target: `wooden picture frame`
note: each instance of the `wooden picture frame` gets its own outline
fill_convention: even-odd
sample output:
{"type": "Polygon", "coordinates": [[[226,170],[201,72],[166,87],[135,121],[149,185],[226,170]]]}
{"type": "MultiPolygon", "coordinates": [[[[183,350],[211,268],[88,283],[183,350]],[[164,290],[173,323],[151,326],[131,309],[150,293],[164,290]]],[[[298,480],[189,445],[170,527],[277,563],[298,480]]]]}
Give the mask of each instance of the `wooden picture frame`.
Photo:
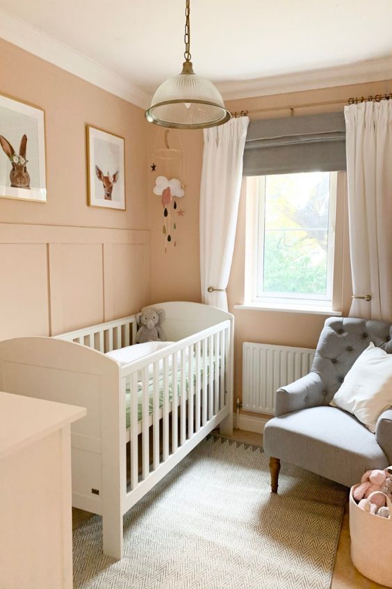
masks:
{"type": "Polygon", "coordinates": [[[0,94],[0,198],[46,203],[45,113],[0,94]]]}
{"type": "Polygon", "coordinates": [[[88,204],[125,210],[124,139],[86,125],[88,204]]]}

+ + +

§ Exercise details: Can you put every line of the listing above into a Markdown table with the columns Line No. and Text, numbering each row and skipping any blank lines? Leave the pictures out of your answer.

§ Result:
| Line No. | Text |
|---|---|
| 1 | target: `wooden picture frame` |
| 2 | note: each instance of the `wooden picture frame` gets its own outline |
| 3 | fill_convention: even-odd |
| 4 | sample output: |
| 5 | {"type": "Polygon", "coordinates": [[[226,170],[201,72],[166,87],[135,121],[149,185],[226,170]]]} |
| 6 | {"type": "MultiPolygon", "coordinates": [[[[183,350],[211,268],[88,283],[183,350]],[[164,290],[173,323],[151,326],[131,309],[150,293],[164,290]]],[[[298,480],[189,445],[170,527],[277,563],[298,480]]]]} |
| 7 | Give the mask of each instance of the `wooden picture frame`. |
| 8 | Photo: |
| 9 | masks: |
| 10 | {"type": "Polygon", "coordinates": [[[0,94],[0,198],[46,203],[45,113],[0,94]]]} |
| 11 | {"type": "Polygon", "coordinates": [[[88,204],[125,210],[124,139],[86,125],[88,204]]]} |